§ WORK INSTRUCTIONS:
Retype the lines starting with the one containing "in white coat?" and going on through the one containing "[[[0,1242],[931,1248],[932,378],[872,372],[690,472],[4,449]]]", keeping both of those lines and omitting the pictures.

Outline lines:
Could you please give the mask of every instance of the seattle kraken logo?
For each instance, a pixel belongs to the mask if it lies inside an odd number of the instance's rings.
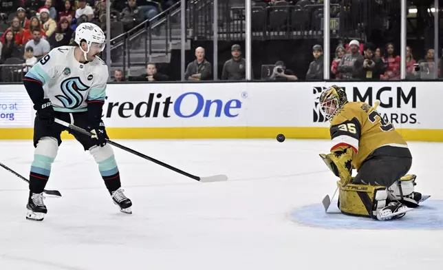
[[[312,87],[312,92],[314,95],[315,95],[315,101],[314,101],[314,117],[312,121],[314,123],[322,123],[322,122],[326,122],[327,121],[327,119],[326,117],[325,117],[325,115],[323,114],[321,112],[321,108],[320,107],[320,94],[321,94],[322,91],[323,89],[325,87]]]
[[[65,96],[57,95],[57,98],[65,106],[69,109],[75,109],[83,102],[83,96],[80,91],[86,91],[89,87],[85,85],[79,77],[68,78],[63,81],[60,85],[61,91]]]

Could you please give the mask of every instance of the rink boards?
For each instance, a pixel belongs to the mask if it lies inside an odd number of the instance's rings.
[[[103,120],[113,138],[329,138],[318,97],[333,84],[109,84]],[[349,101],[380,100],[378,111],[407,141],[443,141],[440,83],[338,85]],[[34,113],[22,85],[0,85],[1,139],[32,138]]]

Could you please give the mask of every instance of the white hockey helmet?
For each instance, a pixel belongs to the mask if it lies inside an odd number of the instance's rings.
[[[74,41],[80,46],[80,50],[83,52],[85,59],[87,59],[86,54],[89,52],[93,42],[98,43],[100,52],[105,49],[106,37],[102,29],[97,25],[91,23],[83,23],[76,28]],[[86,41],[87,50],[83,50],[80,45],[83,41]]]

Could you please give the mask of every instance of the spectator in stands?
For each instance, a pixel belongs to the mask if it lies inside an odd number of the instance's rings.
[[[168,81],[169,78],[162,73],[157,72],[157,68],[153,63],[149,63],[146,66],[146,74],[142,74],[138,77],[132,78],[131,81]]]
[[[341,73],[343,80],[352,80],[355,74],[354,64],[357,60],[362,61],[360,54],[360,42],[354,39],[349,42],[350,52],[345,54],[337,67],[337,72]]]
[[[39,10],[45,4],[45,0],[25,0],[25,6],[29,12],[30,10]]]
[[[86,0],[78,0],[78,9],[76,10],[76,19],[78,19],[82,15],[86,15],[88,21],[91,21],[94,17],[94,10],[91,6],[86,6]]]
[[[0,1],[0,13],[14,13],[20,6],[20,1],[17,0],[1,0]]]
[[[417,63],[412,55],[412,48],[410,46],[406,46],[406,77],[408,79],[415,78],[418,74],[415,70],[415,65]]]
[[[32,39],[32,30],[36,28],[40,29],[40,36],[43,39],[46,39],[46,34],[41,28],[41,23],[40,23],[39,18],[33,17],[30,20],[29,28],[23,32],[23,44],[26,44],[28,41]]]
[[[3,48],[1,48],[1,59],[0,63],[3,63],[8,58],[19,58],[20,49],[15,43],[14,32],[6,30],[5,32],[5,42],[3,42]]]
[[[60,19],[56,32],[48,39],[51,48],[65,46],[69,44],[74,31],[71,29],[66,17]]]
[[[143,21],[143,13],[137,6],[136,0],[128,0],[128,6],[122,12],[125,31],[130,30]]]
[[[383,61],[375,56],[376,45],[371,43],[365,44],[365,59],[355,62],[355,78],[360,80],[380,80],[384,73]]]
[[[28,72],[34,65],[37,63],[37,59],[34,56],[34,49],[32,47],[26,47],[25,49],[25,55],[23,55],[25,63],[23,63],[23,72]]]
[[[155,17],[161,11],[158,9],[157,2],[151,0],[137,0],[137,6],[144,15],[144,20]]]
[[[433,79],[435,63],[434,61],[435,52],[433,49],[429,49],[424,56],[424,59],[418,61],[420,68],[420,79]]]
[[[306,73],[306,80],[321,81],[323,79],[323,49],[317,44],[312,47],[314,61],[311,62]]]
[[[386,54],[383,59],[387,65],[386,71],[382,79],[385,80],[400,80],[400,56],[394,54],[393,43],[386,46]]]
[[[44,56],[51,50],[50,43],[41,38],[40,29],[37,28],[34,28],[32,30],[32,39],[28,41],[25,48],[28,48],[28,46],[32,47],[32,49],[34,49],[34,55],[37,59]]]
[[[66,17],[71,15],[71,19],[75,17],[76,12],[72,9],[70,0],[65,0],[65,10],[58,12],[58,20],[63,17]]]
[[[72,29],[72,31],[75,31],[76,28],[77,28],[77,21],[71,15],[67,15],[66,17],[66,19],[69,23],[70,28],[71,29]]]
[[[123,76],[123,71],[122,70],[116,70],[114,72],[114,81],[125,81],[125,76]]]
[[[26,10],[24,8],[20,7],[17,8],[17,17],[19,21],[20,21],[20,26],[23,29],[28,29],[29,28],[29,19],[26,18]]]
[[[189,63],[184,74],[184,79],[187,81],[210,80],[212,66],[204,59],[204,49],[199,47],[195,49],[195,60]]]
[[[241,57],[241,48],[234,44],[230,48],[233,58],[223,65],[222,80],[244,80],[246,78],[246,61]]]
[[[275,62],[275,66],[272,70],[270,79],[276,81],[296,81],[298,78],[291,70],[286,69],[285,62],[278,61]]]
[[[338,44],[337,48],[335,49],[335,59],[332,60],[332,63],[331,64],[331,74],[334,76],[336,80],[341,79],[341,73],[337,71],[337,67],[341,61],[341,59],[343,58],[345,53],[345,46],[342,44]]]
[[[46,0],[45,6],[39,9],[39,13],[41,13],[41,10],[47,9],[49,10],[48,14],[50,18],[52,19],[54,21],[57,21],[57,10],[52,6],[52,0]]]
[[[376,49],[376,57],[378,57],[380,59],[382,58],[382,50],[380,48],[378,48]]]
[[[7,29],[7,31],[11,31],[14,34],[14,42],[16,45],[21,45],[23,43],[23,29],[20,26],[20,21],[19,20],[19,18],[15,17],[12,19],[12,22],[11,23],[11,27]],[[0,41],[1,41],[3,43],[5,43],[5,37],[6,34],[6,31],[3,33],[3,36],[1,37],[1,39],[0,39]]]
[[[57,23],[50,18],[50,11],[47,8],[42,8],[40,10],[40,21],[43,25],[43,30],[45,30],[46,37],[51,37],[57,28]]]

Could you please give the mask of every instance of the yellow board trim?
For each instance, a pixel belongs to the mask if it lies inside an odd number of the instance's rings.
[[[443,129],[397,129],[406,141],[443,142]],[[275,138],[283,134],[286,138],[329,139],[327,127],[109,127],[113,139],[149,138]],[[0,140],[32,140],[32,128],[0,128]],[[62,139],[72,139],[67,132]]]

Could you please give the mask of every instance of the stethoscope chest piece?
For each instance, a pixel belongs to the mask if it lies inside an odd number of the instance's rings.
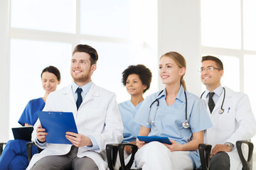
[[[189,123],[186,120],[185,122],[182,123],[182,126],[185,128],[187,129],[189,128]]]
[[[224,109],[220,108],[220,110],[219,110],[219,113],[222,114],[222,113],[223,113],[223,112],[224,112]]]

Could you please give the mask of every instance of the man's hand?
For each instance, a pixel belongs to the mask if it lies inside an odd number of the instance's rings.
[[[225,144],[216,144],[212,152],[210,153],[210,158],[211,158],[212,157],[213,157],[215,154],[217,154],[218,152],[230,152],[231,151],[231,147],[229,146],[227,146]]]
[[[71,142],[75,147],[92,146],[92,141],[90,137],[82,135],[80,134],[67,132],[65,137]]]
[[[36,129],[36,138],[38,141],[41,143],[46,142],[46,137],[48,133],[46,132],[46,129],[42,128],[42,125],[38,125]]]

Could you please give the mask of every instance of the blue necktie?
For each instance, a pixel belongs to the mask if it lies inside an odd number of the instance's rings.
[[[209,100],[208,100],[208,106],[209,106],[209,109],[210,109],[210,113],[213,112],[213,110],[215,107],[215,103],[213,99],[213,96],[215,94],[214,92],[210,92],[209,93]]]
[[[82,96],[81,96],[81,93],[82,91],[82,89],[80,87],[78,87],[76,90],[76,92],[78,94],[78,100],[77,100],[77,102],[76,102],[76,104],[77,104],[77,108],[78,110],[80,106],[81,105],[82,103]]]

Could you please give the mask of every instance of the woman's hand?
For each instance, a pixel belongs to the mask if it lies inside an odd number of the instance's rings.
[[[46,137],[48,133],[46,132],[46,129],[42,128],[42,125],[38,125],[36,129],[36,138],[38,141],[41,143],[46,142]]]
[[[173,140],[170,140],[171,144],[164,144],[168,149],[172,152],[172,151],[181,151],[182,150],[182,144],[178,144],[177,142]]]
[[[136,145],[137,145],[139,149],[145,144],[146,144],[145,142],[140,141],[139,140],[138,140],[138,138],[136,139]]]
[[[65,137],[75,147],[92,146],[90,137],[80,134],[67,132]]]

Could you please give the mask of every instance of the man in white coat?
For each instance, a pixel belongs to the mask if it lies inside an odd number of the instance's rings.
[[[256,123],[247,96],[220,85],[223,64],[217,57],[202,57],[201,78],[206,86],[201,95],[213,126],[206,130],[204,142],[212,144],[210,169],[241,169],[235,147],[238,140],[249,140]]]
[[[107,169],[105,146],[122,141],[123,125],[114,94],[96,86],[97,51],[87,45],[75,47],[71,60],[72,84],[47,98],[45,111],[73,112],[78,134],[66,132],[73,144],[47,143],[39,120],[32,141],[44,149],[35,154],[27,169]]]

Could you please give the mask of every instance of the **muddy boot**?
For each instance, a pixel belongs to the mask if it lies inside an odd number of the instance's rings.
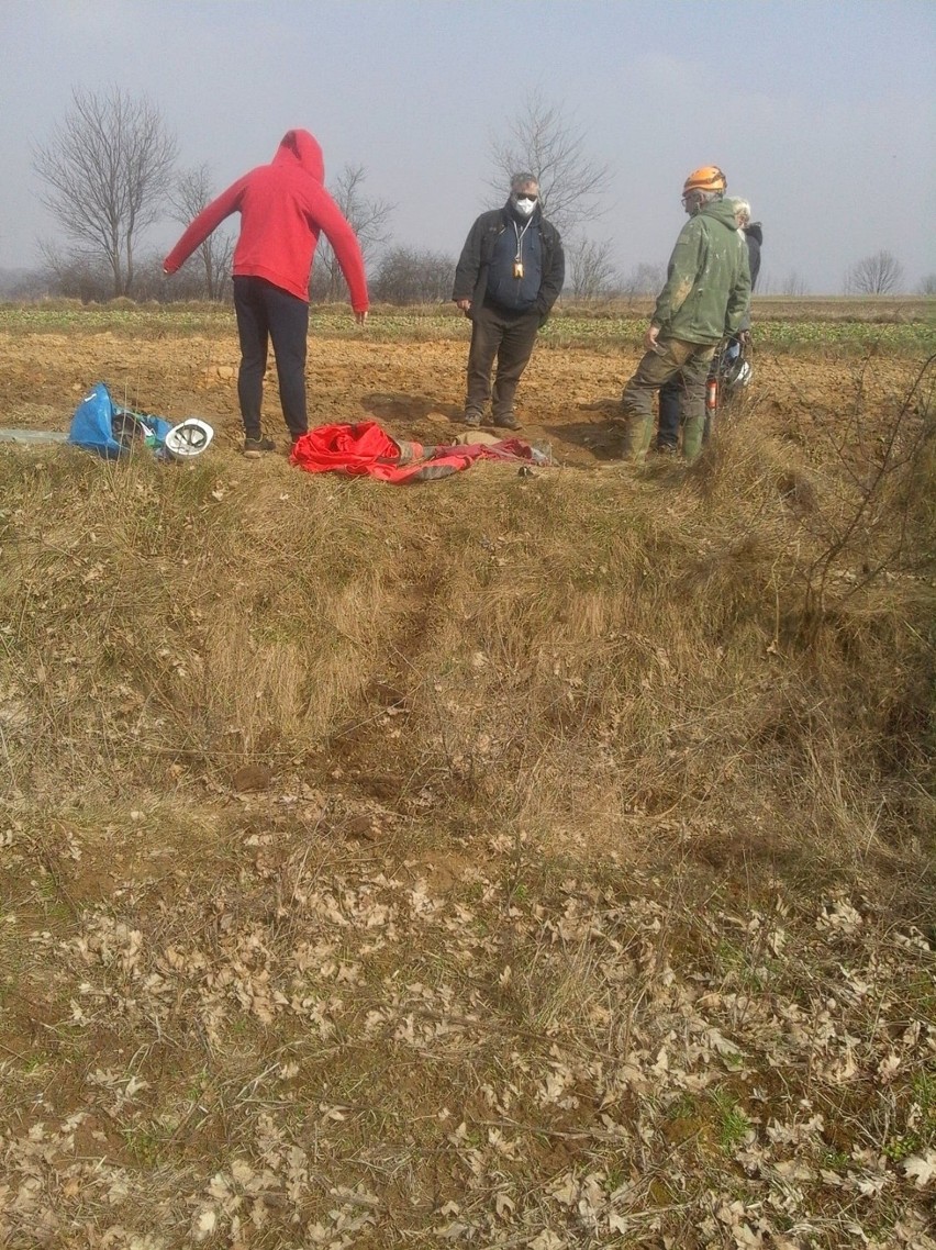
[[[682,426],[682,455],[691,464],[702,450],[704,416],[687,416]]]
[[[654,418],[631,412],[622,416],[615,425],[621,431],[621,460],[642,464],[654,438]]]

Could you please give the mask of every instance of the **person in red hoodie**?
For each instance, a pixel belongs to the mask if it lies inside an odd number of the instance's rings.
[[[364,258],[354,230],[324,185],[319,141],[307,130],[287,130],[269,165],[237,179],[199,212],[162,261],[175,274],[225,218],[240,212],[234,250],[234,308],[240,338],[237,399],[244,454],[274,451],[260,425],[266,352],[272,340],[282,415],[295,444],[309,429],[305,356],[309,334],[309,275],[320,232],[331,244],[351,292],[359,325],[367,319]]]

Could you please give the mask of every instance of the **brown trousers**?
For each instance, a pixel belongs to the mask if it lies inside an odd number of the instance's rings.
[[[467,396],[465,411],[484,412],[489,398],[494,420],[514,412],[514,396],[526,369],[540,329],[540,314],[506,312],[482,305],[472,309],[471,348],[467,362]],[[497,372],[491,385],[491,370]]]

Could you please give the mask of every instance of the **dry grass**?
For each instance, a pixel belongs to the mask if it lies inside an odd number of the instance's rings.
[[[0,1242],[931,1248],[932,378],[872,372],[690,472],[4,449]]]

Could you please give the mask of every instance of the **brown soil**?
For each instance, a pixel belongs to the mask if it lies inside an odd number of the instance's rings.
[[[109,332],[0,335],[0,425],[67,430],[81,395],[104,381],[120,404],[169,420],[199,416],[217,448],[241,438],[237,344],[230,339],[127,339]],[[312,338],[310,424],[376,420],[391,434],[424,444],[449,442],[464,396],[466,345],[457,341],[382,344]],[[541,346],[519,391],[522,438],[549,441],[559,462],[596,465],[612,448],[609,416],[637,362],[632,350]],[[755,356],[747,401],[766,421],[796,438],[802,421],[835,420],[855,402],[861,361]],[[892,379],[891,379],[892,372]],[[902,390],[906,364],[876,361],[875,385]],[[267,374],[266,430],[284,432],[275,369]]]

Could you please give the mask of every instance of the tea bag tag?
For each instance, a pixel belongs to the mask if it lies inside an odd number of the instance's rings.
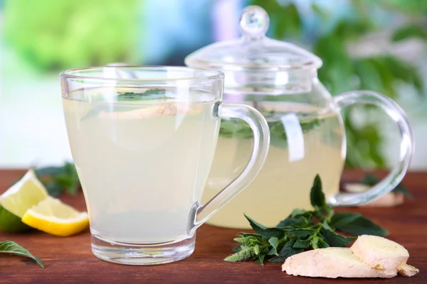
[[[280,117],[286,133],[288,160],[296,162],[304,158],[304,134],[297,116],[288,114]]]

§ FINAL RESULT:
Could you please give the mask of every instance of the man in white coat?
For each instance, a pixel belongs to the mask if it lies inside an odd number of the instance's rings.
[[[256,123],[247,96],[220,85],[223,64],[217,57],[202,57],[201,78],[206,86],[201,95],[213,126],[206,130],[204,142],[212,144],[210,169],[241,169],[235,147],[238,140],[249,140]]]
[[[107,169],[105,146],[122,141],[123,125],[114,94],[96,86],[97,51],[87,45],[75,47],[71,60],[72,84],[47,98],[45,111],[73,112],[78,134],[66,132],[73,144],[47,143],[39,120],[32,141],[44,149],[35,154],[27,169]]]

Could you please give the mask of every instance of the **muddy boot**?
For each instance, a pixel belongs to the mask if it lies inside an odd number of the instance's rings.
[[[682,426],[682,455],[691,464],[702,450],[704,416],[687,416]]]
[[[654,418],[631,412],[622,416],[615,425],[621,431],[621,460],[642,464],[654,438]]]

Could you please give the mask of every instance of the **person in red hoodie**?
For each instance, a pixel belongs to the mask if it lies inside an odd number of the instance's rings.
[[[364,258],[354,230],[324,185],[319,141],[307,130],[287,130],[269,165],[237,179],[199,212],[162,261],[175,274],[225,218],[240,212],[234,250],[234,308],[240,338],[237,399],[244,454],[274,451],[260,425],[266,352],[272,340],[282,415],[295,444],[309,429],[305,356],[309,334],[309,275],[320,232],[331,244],[351,292],[359,325],[367,319]]]

Could you please give the mask of every instance of the **brown trousers**?
For each instance, a pixel belongs to the mask if it lies inside an odd number of the instance's rings.
[[[467,396],[465,411],[484,412],[489,398],[494,420],[514,412],[514,396],[526,369],[540,329],[540,314],[506,312],[482,305],[472,309],[471,348],[467,362]],[[497,372],[491,385],[491,370]]]

Could you please give the mask of every instance of the **dry grass**?
For each instance, a pixel belongs to the mask if it lies inside an odd number of the instance's rings.
[[[0,1242],[931,1248],[932,378],[872,372],[690,472],[4,449]]]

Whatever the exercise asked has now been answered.